***** 演習データ *****
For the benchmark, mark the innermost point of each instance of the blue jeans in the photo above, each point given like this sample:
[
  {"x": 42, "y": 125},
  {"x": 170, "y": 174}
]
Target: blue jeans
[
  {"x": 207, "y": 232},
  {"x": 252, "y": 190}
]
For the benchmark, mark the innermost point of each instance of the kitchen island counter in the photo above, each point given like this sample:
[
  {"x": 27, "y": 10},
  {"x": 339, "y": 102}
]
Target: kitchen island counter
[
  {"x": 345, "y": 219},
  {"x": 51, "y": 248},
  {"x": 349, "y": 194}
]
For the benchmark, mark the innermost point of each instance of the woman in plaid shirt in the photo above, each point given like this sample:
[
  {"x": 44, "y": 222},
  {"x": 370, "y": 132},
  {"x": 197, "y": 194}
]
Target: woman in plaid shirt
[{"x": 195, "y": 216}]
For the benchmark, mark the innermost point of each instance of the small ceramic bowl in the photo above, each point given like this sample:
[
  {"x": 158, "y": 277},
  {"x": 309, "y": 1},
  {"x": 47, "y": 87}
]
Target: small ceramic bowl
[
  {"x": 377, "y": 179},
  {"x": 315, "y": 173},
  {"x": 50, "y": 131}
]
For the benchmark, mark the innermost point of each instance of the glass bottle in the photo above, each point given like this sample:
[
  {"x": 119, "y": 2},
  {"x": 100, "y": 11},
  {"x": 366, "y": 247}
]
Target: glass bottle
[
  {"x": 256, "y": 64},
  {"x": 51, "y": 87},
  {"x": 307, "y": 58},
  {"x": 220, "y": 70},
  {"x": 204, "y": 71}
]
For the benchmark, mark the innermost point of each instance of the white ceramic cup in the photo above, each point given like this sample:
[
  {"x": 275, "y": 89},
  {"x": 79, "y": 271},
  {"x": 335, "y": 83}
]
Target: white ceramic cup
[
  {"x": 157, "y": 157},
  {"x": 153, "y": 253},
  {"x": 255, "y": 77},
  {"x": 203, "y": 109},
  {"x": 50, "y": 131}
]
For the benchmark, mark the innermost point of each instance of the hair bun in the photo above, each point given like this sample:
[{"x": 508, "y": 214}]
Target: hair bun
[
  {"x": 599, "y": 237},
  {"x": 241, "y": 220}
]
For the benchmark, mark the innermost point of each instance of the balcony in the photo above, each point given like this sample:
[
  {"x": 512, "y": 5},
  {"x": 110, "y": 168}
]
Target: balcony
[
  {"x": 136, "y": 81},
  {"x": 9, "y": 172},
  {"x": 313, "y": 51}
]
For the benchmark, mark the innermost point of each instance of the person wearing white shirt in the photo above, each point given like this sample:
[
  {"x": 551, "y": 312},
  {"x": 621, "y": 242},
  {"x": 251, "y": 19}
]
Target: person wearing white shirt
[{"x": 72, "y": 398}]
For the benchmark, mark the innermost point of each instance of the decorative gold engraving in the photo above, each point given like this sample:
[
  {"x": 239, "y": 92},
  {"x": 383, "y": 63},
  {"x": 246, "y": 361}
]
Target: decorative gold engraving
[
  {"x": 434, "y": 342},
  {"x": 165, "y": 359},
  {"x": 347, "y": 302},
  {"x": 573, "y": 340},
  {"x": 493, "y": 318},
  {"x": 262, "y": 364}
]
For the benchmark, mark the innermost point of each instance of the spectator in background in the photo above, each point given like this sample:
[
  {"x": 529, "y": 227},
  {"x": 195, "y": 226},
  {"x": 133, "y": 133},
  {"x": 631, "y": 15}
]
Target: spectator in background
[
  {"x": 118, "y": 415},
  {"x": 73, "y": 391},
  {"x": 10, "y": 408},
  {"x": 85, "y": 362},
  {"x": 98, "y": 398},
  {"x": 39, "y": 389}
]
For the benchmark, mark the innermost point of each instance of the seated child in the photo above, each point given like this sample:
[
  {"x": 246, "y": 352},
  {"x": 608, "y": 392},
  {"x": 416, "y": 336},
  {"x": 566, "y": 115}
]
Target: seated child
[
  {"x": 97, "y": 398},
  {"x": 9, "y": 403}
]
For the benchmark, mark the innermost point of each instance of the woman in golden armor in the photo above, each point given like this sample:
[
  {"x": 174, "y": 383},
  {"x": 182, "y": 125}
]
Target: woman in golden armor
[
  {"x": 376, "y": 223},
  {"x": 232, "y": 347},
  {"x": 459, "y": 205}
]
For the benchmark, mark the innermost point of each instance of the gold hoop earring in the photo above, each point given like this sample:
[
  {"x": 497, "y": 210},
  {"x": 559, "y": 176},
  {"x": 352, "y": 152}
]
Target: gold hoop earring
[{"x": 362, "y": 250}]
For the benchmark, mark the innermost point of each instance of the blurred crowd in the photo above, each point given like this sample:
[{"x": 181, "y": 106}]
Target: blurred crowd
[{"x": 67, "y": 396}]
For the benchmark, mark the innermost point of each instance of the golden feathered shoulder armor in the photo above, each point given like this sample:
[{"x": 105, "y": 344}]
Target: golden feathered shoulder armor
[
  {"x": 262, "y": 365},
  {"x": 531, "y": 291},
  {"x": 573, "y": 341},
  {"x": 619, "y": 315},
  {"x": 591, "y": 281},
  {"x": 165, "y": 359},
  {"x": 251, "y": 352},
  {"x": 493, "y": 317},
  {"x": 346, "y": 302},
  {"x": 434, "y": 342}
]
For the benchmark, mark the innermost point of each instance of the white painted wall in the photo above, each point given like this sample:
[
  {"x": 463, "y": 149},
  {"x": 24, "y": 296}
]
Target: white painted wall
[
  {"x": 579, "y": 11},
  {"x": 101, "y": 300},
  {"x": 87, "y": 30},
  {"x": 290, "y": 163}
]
*****
• 必須課題: 上の項目をすべて書き直し、「innermost point」を「center point」に置き換えよ。それ以外は一切変えないこと。

• 出力結果:
For the benchmark, mark the center point of each instance of the blue jeans in the photo above, each point given like this sample:
[
  {"x": 42, "y": 125},
  {"x": 170, "y": 174}
]
Target: blue jeans
[
  {"x": 207, "y": 232},
  {"x": 252, "y": 190}
]
For the benchmark, mark the center point of each instance of the kitchen island counter in the photo above, each point given like this sample:
[
  {"x": 27, "y": 10},
  {"x": 339, "y": 102}
]
Target: kitchen island counter
[
  {"x": 345, "y": 219},
  {"x": 51, "y": 248},
  {"x": 349, "y": 194}
]
For the benchmark, mark the center point of each instance of the woman in plaid shirt in the photo above, each point given like this sample:
[
  {"x": 44, "y": 222},
  {"x": 370, "y": 132},
  {"x": 197, "y": 194}
]
Target: woman in plaid shirt
[{"x": 195, "y": 216}]
For the benchmark, mark the center point of each instance of the small ceramic bowl in the photo above, each point given like this sample:
[
  {"x": 158, "y": 277},
  {"x": 309, "y": 1},
  {"x": 47, "y": 87}
]
Target: small ceramic bowl
[
  {"x": 377, "y": 179},
  {"x": 315, "y": 173},
  {"x": 50, "y": 131}
]
For the benchmark, mark the center point of each instance of the glass bottle in the photo above, each point given like this sample:
[
  {"x": 119, "y": 2},
  {"x": 100, "y": 11},
  {"x": 366, "y": 247}
]
Target: glass bottle
[
  {"x": 256, "y": 64},
  {"x": 51, "y": 87},
  {"x": 307, "y": 58},
  {"x": 220, "y": 70},
  {"x": 204, "y": 71}
]
For the benchmark, mark the center point of each instance of the white ceramic cup in the photo above, each point given like this sample:
[
  {"x": 275, "y": 89},
  {"x": 79, "y": 271},
  {"x": 335, "y": 83}
]
Target: white ceramic cup
[
  {"x": 157, "y": 157},
  {"x": 153, "y": 253},
  {"x": 255, "y": 77},
  {"x": 203, "y": 109},
  {"x": 50, "y": 131}
]
For the benchmark, mark the center point of each instance of the hair bun in the photo above, each point given like this sample:
[{"x": 508, "y": 214}]
Target: hair bun
[
  {"x": 599, "y": 237},
  {"x": 241, "y": 220}
]
For the benchmark, mark the center point of each instance of the balcony in the photo above, each point given like this sample:
[
  {"x": 512, "y": 5},
  {"x": 110, "y": 168}
]
Target: balcony
[
  {"x": 136, "y": 81},
  {"x": 9, "y": 172},
  {"x": 313, "y": 51}
]
For the benchmark, mark the center point of each instance of the person wearing white shirt in the photo above, each point given like this sample:
[
  {"x": 551, "y": 312},
  {"x": 621, "y": 242},
  {"x": 251, "y": 19}
]
Target: person wearing white shirt
[{"x": 72, "y": 398}]
For the benchmark, mark the center point of each instance of the decorative gold engraving in the photo above, each point given like this sample:
[
  {"x": 239, "y": 92},
  {"x": 383, "y": 63},
  {"x": 246, "y": 361}
]
Target: decorative gold engraving
[
  {"x": 434, "y": 342},
  {"x": 165, "y": 359},
  {"x": 347, "y": 302},
  {"x": 573, "y": 340},
  {"x": 493, "y": 318},
  {"x": 262, "y": 364}
]
For the benchmark, mark the center point of each instance of the spectator in background in the photo above, each point given like this sample:
[
  {"x": 529, "y": 227},
  {"x": 195, "y": 226},
  {"x": 133, "y": 133},
  {"x": 631, "y": 15}
]
Target: spectator in background
[
  {"x": 118, "y": 415},
  {"x": 73, "y": 391},
  {"x": 10, "y": 408},
  {"x": 85, "y": 362},
  {"x": 98, "y": 398},
  {"x": 39, "y": 389}
]
For the benchmark, mark the center point of each instance of the seated child in the photo above, each point given like this sample:
[
  {"x": 246, "y": 352},
  {"x": 608, "y": 392},
  {"x": 416, "y": 336},
  {"x": 566, "y": 115}
]
Target: seated child
[
  {"x": 97, "y": 398},
  {"x": 9, "y": 403}
]
For the benchmark, mark the center point of each instance of the woman in golden armor in the photo above, each point given like this sample:
[
  {"x": 174, "y": 383},
  {"x": 182, "y": 125}
]
Target: woman in golden armor
[
  {"x": 376, "y": 223},
  {"x": 232, "y": 347},
  {"x": 459, "y": 205}
]
For the benchmark, mark the center point of each instance of the gold hoop earring in the photo above, each point given like this sample:
[
  {"x": 497, "y": 210},
  {"x": 559, "y": 176},
  {"x": 352, "y": 152}
]
Target: gold hoop earring
[{"x": 362, "y": 250}]
For the benchmark, mark the center point of each instance of the blurred crowd in the photo above, each point given like this sample:
[{"x": 181, "y": 106}]
Target: blurred crowd
[{"x": 67, "y": 396}]
For the benchmark, mark the center point of each instance of the golden feathered shoulder armor in the photo above, each point given like this sample:
[{"x": 105, "y": 344}]
Target: golden feathered shoulder armor
[
  {"x": 262, "y": 365},
  {"x": 531, "y": 291},
  {"x": 573, "y": 341},
  {"x": 619, "y": 315},
  {"x": 591, "y": 281},
  {"x": 165, "y": 359},
  {"x": 251, "y": 352},
  {"x": 493, "y": 317},
  {"x": 346, "y": 302},
  {"x": 434, "y": 342}
]
For the benchmark, mark the center point of each instance of the white painted wall in the photo above, each point given like this sample:
[
  {"x": 463, "y": 149},
  {"x": 24, "y": 296}
]
Target: white painted wall
[
  {"x": 579, "y": 11},
  {"x": 101, "y": 300},
  {"x": 87, "y": 30},
  {"x": 290, "y": 163}
]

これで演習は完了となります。